**TASK DETAILS**
Please display every line of the data below that contains the word "girl", copying each such line in full.

**SOURCE RECORDS**
· · · · ·

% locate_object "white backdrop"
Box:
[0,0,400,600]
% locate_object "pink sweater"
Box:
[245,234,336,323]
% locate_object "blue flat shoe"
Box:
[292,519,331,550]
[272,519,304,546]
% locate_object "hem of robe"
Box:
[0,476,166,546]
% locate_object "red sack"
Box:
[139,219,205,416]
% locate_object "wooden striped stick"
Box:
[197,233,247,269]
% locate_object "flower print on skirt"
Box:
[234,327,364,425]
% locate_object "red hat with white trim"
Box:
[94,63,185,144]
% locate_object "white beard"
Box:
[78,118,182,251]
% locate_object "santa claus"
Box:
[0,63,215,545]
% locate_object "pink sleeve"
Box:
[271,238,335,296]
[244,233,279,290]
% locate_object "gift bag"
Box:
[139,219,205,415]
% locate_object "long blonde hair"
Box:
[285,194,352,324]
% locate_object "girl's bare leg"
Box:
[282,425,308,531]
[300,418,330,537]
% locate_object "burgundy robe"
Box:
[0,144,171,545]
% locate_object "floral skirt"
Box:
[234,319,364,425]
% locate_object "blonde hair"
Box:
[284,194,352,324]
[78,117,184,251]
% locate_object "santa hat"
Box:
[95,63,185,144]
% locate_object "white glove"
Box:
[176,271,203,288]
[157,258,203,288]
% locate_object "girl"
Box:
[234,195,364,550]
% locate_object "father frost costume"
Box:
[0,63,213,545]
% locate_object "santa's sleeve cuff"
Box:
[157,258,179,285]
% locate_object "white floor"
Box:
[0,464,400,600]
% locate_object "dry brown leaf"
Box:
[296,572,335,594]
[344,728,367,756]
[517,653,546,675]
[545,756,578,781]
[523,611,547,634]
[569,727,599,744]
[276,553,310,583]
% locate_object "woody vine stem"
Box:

· · · · ·

**PROBLEM SOLUTION**
% locate_object "girl's bare leg"
% locate_object "girl"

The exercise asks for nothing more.